===== Testo da leggere =====

Il nostro santo è raffigurato come un gigante, con i suoi tratti ricorrenti: il Bambino sulle spalle, il bastone (ma non fiorito), l’attraversamento. Più che ad un gigante sovrumano qui ci troviamo di fronte ad un uomo che lotta contro gli elementi della natura per portare a termine con grande fatica il suo compito: il bastone non è fiorito, quasi a sottolineare l’incertezza del cammino e il procedere pesante (ma incerto) in mezzo alle difficoltà.
La composizione è piramidale: lo sguardo dello spettatore sale fino al Bambino che, ancora una volta appoggiato su San Cristoforo, rallenta il suo cammino. Il perizoma del Santo, che nella versione di Berlino era scuro, qui è chiaro.
Sullo sfondo il mare: il mare simbolico del peccato da cui san Cristoforo ci salva, ma anche un mare realistico, il mare Adriatico di Loreto, solcato da delfini che saltano e da imbarcazioni a vela.
Da Castelplanio a Loreto
Rispetto al San Cristoforo di Berlino, in quello di Loreto cambiano il colore del perizoma (da scuro a chiaro) e l’evidenza del contrasto fra incarnati. La presenza degli altri santi mette maggiormente in evidenza la statura colossale del santo.

===== Elenco delle righe =====

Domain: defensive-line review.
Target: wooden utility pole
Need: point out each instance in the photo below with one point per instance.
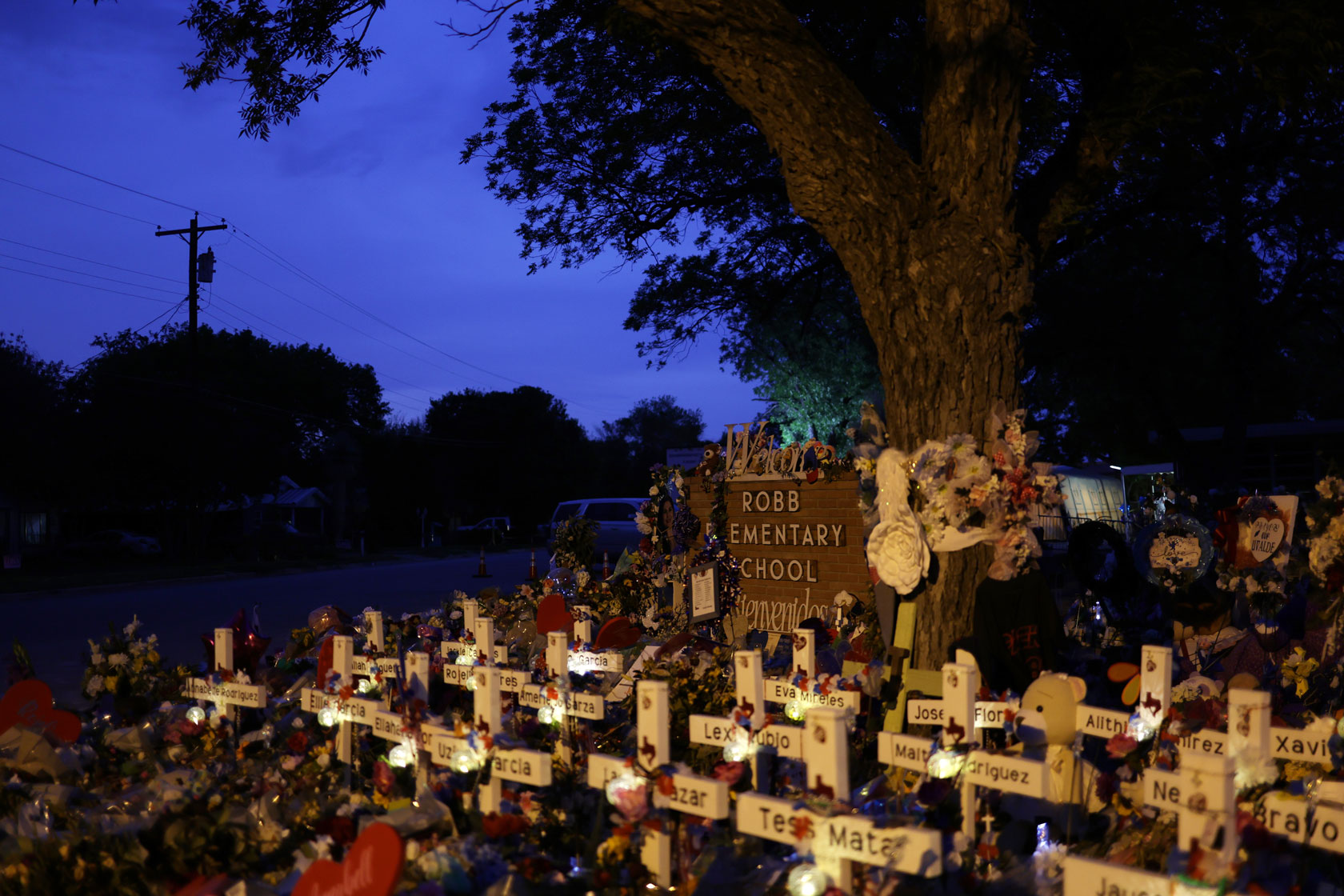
(193, 301)
(193, 290)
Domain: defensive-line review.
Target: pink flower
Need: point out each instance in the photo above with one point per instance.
(632, 802)
(1121, 746)
(383, 777)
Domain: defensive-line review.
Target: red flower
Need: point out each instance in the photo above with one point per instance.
(498, 825)
(1335, 578)
(383, 777)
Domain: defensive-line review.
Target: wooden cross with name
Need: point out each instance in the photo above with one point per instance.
(682, 793)
(370, 668)
(226, 694)
(468, 652)
(1312, 820)
(782, 690)
(347, 710)
(749, 730)
(839, 840)
(978, 767)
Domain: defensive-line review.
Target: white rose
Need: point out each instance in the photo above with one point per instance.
(899, 551)
(1324, 552)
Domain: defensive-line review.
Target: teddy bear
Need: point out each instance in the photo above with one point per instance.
(711, 460)
(1047, 724)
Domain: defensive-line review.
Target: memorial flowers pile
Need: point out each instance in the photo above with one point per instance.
(126, 664)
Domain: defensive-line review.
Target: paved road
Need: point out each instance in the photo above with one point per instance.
(55, 628)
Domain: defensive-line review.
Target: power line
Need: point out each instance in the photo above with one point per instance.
(59, 280)
(102, 180)
(81, 258)
(298, 272)
(214, 296)
(171, 314)
(110, 280)
(348, 326)
(78, 202)
(276, 258)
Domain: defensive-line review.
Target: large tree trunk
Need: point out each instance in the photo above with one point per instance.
(930, 246)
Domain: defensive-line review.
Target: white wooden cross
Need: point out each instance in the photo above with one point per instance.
(806, 662)
(1154, 700)
(1304, 820)
(374, 623)
(747, 730)
(346, 712)
(366, 666)
(980, 767)
(523, 766)
(690, 794)
(227, 696)
(836, 841)
(462, 674)
(470, 652)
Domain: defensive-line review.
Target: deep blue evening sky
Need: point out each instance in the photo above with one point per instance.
(363, 192)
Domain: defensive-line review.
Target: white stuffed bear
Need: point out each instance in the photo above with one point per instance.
(1047, 724)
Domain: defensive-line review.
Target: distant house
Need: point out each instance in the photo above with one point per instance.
(25, 528)
(302, 508)
(1277, 458)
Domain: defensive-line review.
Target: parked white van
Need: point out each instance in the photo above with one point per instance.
(616, 528)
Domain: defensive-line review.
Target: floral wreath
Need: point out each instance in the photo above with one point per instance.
(1174, 526)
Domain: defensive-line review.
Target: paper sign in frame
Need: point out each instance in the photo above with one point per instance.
(695, 575)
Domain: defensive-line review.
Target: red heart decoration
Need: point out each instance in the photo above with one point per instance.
(29, 703)
(616, 634)
(373, 866)
(551, 614)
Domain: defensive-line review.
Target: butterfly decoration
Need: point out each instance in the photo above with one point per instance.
(1126, 672)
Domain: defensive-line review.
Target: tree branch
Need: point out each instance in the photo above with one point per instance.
(844, 174)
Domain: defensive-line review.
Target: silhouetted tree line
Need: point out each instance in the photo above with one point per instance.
(146, 435)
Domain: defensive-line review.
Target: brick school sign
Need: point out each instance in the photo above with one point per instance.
(798, 544)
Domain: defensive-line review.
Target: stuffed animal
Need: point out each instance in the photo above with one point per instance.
(1047, 724)
(713, 460)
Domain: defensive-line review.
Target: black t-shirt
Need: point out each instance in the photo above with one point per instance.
(1018, 633)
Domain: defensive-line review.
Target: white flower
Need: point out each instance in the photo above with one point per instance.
(1322, 555)
(899, 551)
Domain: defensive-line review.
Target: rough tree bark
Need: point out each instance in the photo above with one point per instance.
(930, 246)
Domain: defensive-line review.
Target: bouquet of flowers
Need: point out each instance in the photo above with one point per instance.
(126, 664)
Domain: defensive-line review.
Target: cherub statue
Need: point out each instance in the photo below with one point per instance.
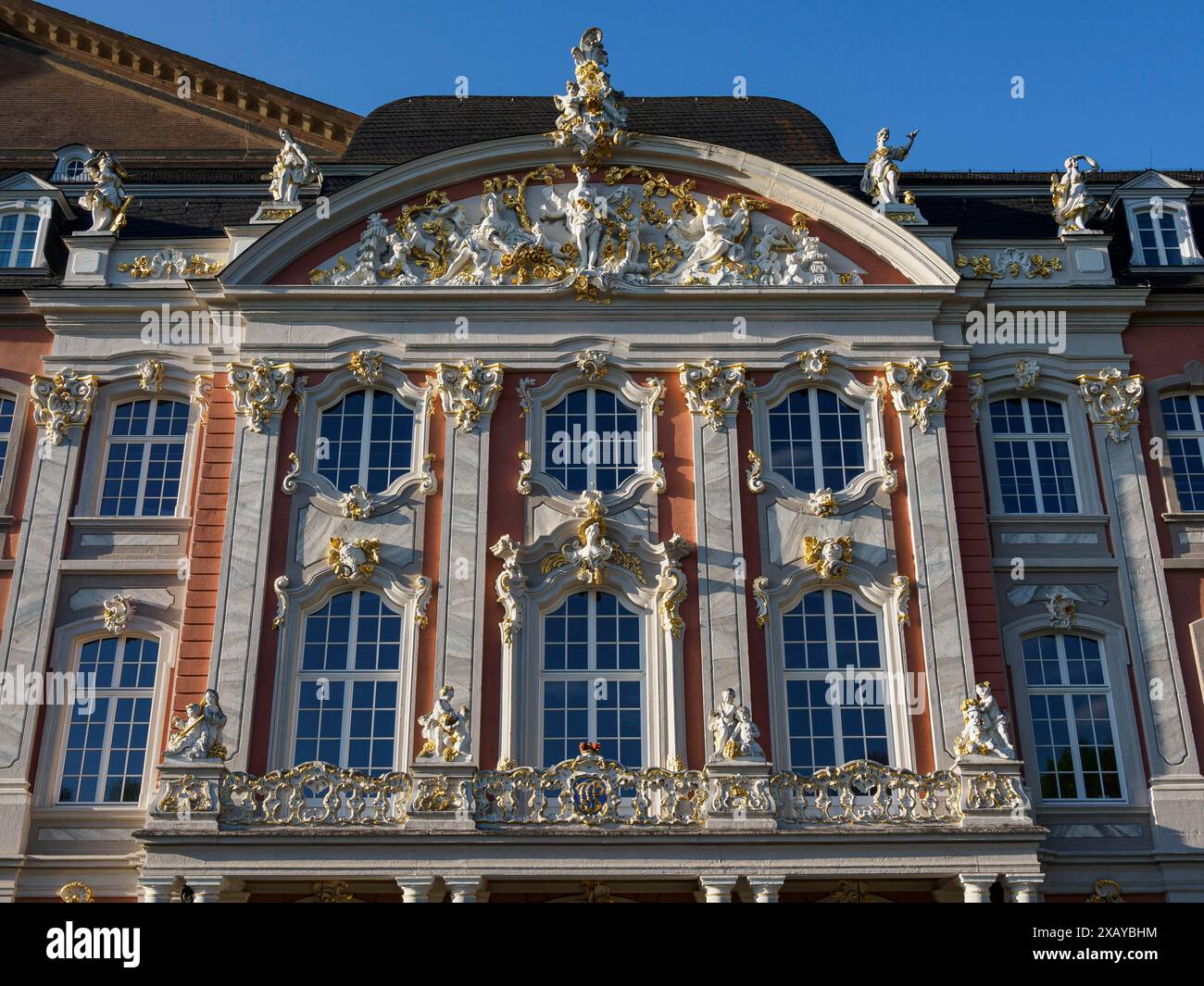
(880, 179)
(746, 737)
(985, 730)
(107, 199)
(293, 170)
(1072, 203)
(722, 725)
(445, 730)
(200, 737)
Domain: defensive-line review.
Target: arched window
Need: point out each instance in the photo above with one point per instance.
(369, 438)
(144, 460)
(1159, 240)
(1032, 454)
(835, 682)
(593, 680)
(591, 441)
(1183, 414)
(19, 239)
(815, 440)
(1071, 705)
(105, 755)
(7, 409)
(347, 697)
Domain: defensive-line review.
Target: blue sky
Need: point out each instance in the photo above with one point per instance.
(1121, 82)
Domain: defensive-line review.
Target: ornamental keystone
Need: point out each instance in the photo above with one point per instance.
(1112, 400)
(61, 401)
(260, 390)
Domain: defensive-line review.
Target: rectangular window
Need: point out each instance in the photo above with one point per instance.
(835, 702)
(105, 755)
(1183, 416)
(1032, 454)
(145, 456)
(593, 680)
(1071, 705)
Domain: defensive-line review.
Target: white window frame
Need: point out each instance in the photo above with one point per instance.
(313, 401)
(1064, 692)
(594, 673)
(69, 642)
(879, 600)
(24, 213)
(839, 380)
(646, 399)
(1028, 438)
(296, 607)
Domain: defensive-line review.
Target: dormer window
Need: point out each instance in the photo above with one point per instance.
(1159, 239)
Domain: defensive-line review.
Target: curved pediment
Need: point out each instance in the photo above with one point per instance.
(663, 213)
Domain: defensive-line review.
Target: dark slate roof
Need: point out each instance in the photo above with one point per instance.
(770, 128)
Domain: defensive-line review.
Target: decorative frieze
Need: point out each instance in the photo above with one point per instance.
(260, 390)
(919, 389)
(468, 390)
(1112, 400)
(713, 390)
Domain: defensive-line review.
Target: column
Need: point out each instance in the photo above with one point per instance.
(465, 890)
(718, 889)
(261, 393)
(1112, 401)
(766, 889)
(711, 392)
(416, 890)
(1024, 890)
(919, 389)
(975, 888)
(468, 393)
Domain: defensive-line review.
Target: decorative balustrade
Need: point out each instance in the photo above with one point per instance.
(593, 791)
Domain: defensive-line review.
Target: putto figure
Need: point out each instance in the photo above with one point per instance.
(1072, 203)
(107, 199)
(200, 737)
(293, 170)
(880, 180)
(445, 730)
(985, 730)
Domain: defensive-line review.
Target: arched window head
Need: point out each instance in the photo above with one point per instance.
(591, 680)
(1032, 454)
(815, 440)
(19, 239)
(105, 755)
(347, 704)
(591, 441)
(144, 457)
(1071, 712)
(366, 440)
(1183, 416)
(835, 682)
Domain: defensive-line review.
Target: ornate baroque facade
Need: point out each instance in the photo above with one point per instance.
(538, 500)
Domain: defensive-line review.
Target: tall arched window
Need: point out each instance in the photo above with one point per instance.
(815, 440)
(347, 697)
(1032, 454)
(591, 682)
(145, 456)
(369, 438)
(591, 441)
(7, 411)
(105, 755)
(1071, 705)
(835, 682)
(19, 239)
(1183, 414)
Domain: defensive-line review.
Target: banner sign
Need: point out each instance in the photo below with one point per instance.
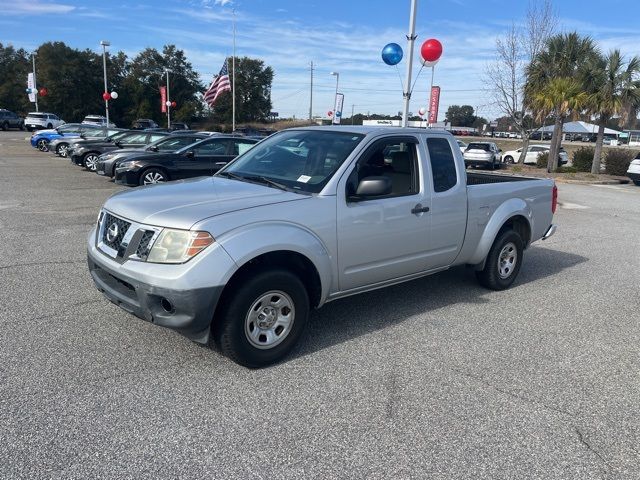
(337, 111)
(32, 88)
(434, 103)
(163, 99)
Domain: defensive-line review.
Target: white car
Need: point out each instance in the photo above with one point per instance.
(533, 152)
(97, 120)
(634, 170)
(36, 120)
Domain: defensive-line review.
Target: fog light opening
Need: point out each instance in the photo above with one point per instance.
(166, 305)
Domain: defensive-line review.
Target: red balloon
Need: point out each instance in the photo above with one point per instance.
(431, 50)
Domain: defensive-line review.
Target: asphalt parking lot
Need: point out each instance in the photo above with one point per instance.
(437, 378)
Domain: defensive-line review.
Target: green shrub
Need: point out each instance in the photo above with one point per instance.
(543, 159)
(583, 159)
(617, 161)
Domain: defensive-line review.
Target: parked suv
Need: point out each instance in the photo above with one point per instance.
(143, 123)
(37, 120)
(9, 120)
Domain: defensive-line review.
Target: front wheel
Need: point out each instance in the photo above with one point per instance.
(91, 161)
(503, 261)
(43, 145)
(263, 318)
(152, 176)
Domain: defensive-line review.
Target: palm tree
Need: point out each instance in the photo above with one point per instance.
(613, 91)
(555, 72)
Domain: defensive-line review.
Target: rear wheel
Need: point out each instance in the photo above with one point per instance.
(43, 145)
(90, 161)
(261, 320)
(152, 176)
(503, 261)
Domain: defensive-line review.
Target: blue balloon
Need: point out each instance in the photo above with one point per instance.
(392, 54)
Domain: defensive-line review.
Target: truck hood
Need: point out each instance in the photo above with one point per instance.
(182, 204)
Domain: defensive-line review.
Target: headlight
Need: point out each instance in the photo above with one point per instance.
(178, 246)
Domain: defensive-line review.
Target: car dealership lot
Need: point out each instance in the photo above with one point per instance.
(437, 378)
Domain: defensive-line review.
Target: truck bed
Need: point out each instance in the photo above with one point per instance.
(474, 178)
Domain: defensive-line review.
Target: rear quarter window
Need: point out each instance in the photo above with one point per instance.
(443, 165)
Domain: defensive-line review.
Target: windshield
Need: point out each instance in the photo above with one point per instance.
(478, 146)
(301, 160)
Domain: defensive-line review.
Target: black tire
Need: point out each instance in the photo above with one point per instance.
(232, 328)
(147, 175)
(493, 276)
(92, 158)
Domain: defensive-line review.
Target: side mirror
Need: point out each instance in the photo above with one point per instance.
(373, 187)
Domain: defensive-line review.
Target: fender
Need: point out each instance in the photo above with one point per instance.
(511, 208)
(250, 241)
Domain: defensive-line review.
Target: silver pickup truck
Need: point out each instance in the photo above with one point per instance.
(303, 218)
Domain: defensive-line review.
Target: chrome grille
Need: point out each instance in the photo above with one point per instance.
(145, 243)
(121, 226)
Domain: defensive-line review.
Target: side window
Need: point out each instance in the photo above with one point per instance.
(394, 159)
(443, 166)
(213, 148)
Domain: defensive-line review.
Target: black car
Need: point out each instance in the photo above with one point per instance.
(9, 120)
(86, 153)
(143, 123)
(107, 162)
(202, 158)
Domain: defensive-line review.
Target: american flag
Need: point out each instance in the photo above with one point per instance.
(220, 84)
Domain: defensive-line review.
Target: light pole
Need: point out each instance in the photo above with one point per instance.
(35, 84)
(166, 70)
(335, 101)
(105, 44)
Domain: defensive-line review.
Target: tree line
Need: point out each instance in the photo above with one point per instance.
(553, 77)
(74, 82)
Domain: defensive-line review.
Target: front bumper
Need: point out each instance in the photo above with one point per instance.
(189, 312)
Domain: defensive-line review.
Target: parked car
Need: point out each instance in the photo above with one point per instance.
(634, 170)
(143, 123)
(179, 126)
(107, 161)
(482, 154)
(38, 120)
(97, 120)
(202, 158)
(8, 120)
(86, 154)
(41, 139)
(61, 146)
(240, 258)
(533, 152)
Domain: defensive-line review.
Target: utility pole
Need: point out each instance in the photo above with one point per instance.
(311, 95)
(411, 38)
(35, 83)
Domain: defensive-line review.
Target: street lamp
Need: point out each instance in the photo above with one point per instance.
(105, 44)
(35, 83)
(337, 75)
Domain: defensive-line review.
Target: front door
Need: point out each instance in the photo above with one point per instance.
(387, 237)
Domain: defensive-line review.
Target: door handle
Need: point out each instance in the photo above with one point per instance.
(419, 209)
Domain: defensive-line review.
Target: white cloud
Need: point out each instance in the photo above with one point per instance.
(36, 7)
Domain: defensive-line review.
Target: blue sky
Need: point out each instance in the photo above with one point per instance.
(345, 36)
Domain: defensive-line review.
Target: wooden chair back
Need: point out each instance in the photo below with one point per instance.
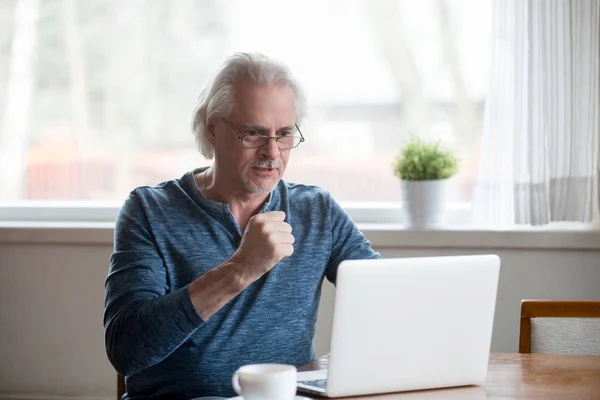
(564, 327)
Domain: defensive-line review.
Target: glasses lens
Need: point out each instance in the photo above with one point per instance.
(288, 142)
(254, 141)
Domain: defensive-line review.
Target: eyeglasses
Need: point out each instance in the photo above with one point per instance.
(253, 140)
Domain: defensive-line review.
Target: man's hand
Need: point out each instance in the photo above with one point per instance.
(266, 241)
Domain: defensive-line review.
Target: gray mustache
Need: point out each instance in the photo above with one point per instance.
(267, 164)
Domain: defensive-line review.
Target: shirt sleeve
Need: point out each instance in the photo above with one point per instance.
(144, 321)
(348, 243)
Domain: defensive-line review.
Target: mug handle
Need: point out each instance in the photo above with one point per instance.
(235, 382)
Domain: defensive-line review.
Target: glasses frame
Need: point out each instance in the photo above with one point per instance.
(241, 137)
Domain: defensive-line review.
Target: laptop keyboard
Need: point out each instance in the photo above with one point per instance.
(320, 383)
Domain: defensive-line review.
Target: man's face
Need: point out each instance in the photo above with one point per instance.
(262, 110)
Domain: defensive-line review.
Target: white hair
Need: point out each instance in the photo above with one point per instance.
(216, 100)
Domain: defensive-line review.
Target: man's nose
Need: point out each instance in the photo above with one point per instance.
(270, 149)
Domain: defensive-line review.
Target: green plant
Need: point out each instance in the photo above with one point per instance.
(421, 160)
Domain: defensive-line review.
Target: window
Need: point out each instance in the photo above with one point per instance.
(96, 97)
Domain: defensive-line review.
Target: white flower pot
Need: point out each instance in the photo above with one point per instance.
(424, 203)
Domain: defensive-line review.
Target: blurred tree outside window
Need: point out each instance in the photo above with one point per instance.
(96, 96)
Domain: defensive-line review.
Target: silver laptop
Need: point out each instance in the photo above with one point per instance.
(409, 324)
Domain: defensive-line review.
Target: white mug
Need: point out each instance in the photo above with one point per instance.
(265, 382)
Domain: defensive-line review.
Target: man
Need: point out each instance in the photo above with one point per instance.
(223, 267)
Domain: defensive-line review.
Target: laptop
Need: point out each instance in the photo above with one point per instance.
(408, 324)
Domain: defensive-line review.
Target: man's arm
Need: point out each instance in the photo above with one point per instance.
(143, 321)
(348, 243)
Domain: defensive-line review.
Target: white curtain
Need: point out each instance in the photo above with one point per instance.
(540, 146)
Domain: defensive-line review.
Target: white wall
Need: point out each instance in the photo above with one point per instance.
(51, 302)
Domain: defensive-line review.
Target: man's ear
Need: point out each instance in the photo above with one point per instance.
(210, 132)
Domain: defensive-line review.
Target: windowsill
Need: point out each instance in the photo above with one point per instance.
(380, 235)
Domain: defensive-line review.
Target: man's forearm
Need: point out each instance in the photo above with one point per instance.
(210, 292)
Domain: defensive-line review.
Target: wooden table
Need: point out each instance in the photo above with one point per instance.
(516, 376)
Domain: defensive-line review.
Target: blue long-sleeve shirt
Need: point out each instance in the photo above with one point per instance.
(168, 235)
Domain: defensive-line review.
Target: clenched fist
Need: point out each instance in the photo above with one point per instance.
(266, 241)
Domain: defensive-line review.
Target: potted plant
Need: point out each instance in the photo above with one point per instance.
(424, 168)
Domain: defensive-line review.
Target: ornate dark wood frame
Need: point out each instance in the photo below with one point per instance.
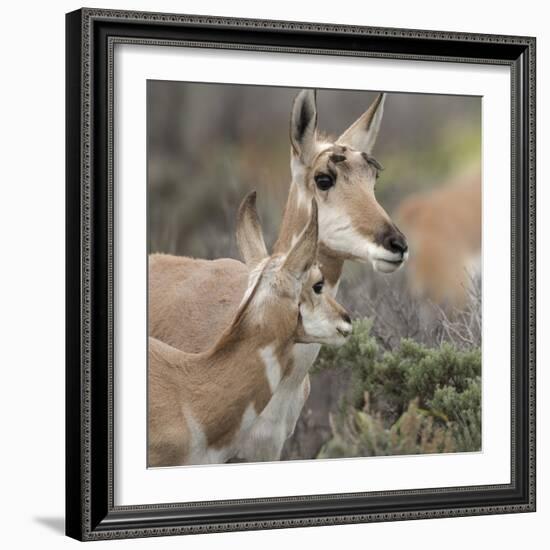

=====

- **Compito da svolgere**: Estendi il testo sul San Cristoforo di Loreto, riprendendo subito dopo la sua ultima frase. Le righe provengono da un'altra fonte.

- **Risposta**:
Il mantello rosso e il colore giallo del perizoma riprendono un precedente dipinto di Lotto, La predica di santa Lucia.

Ma risulta evidente anche l’influsso di altre opere che Lotto conosceva, a partire dall’incisione di Dürer del 1511, che raffigurava un San Cristoforo con un enorme mantello svolazzante. Conosceva anche il san Cristoforo del Pordenone nella Chiesa di san Rocco a Venezia e il suo incedere dinamico. Un’altra fonte d’ispirazione fu certamente il San Cristoforo di Tiziano, affrescato nel 1523 nel Palazzo Ducale di Venezia. Lotto ne riprese la posizione e lo scambio di sguardi fra santo e Bambino.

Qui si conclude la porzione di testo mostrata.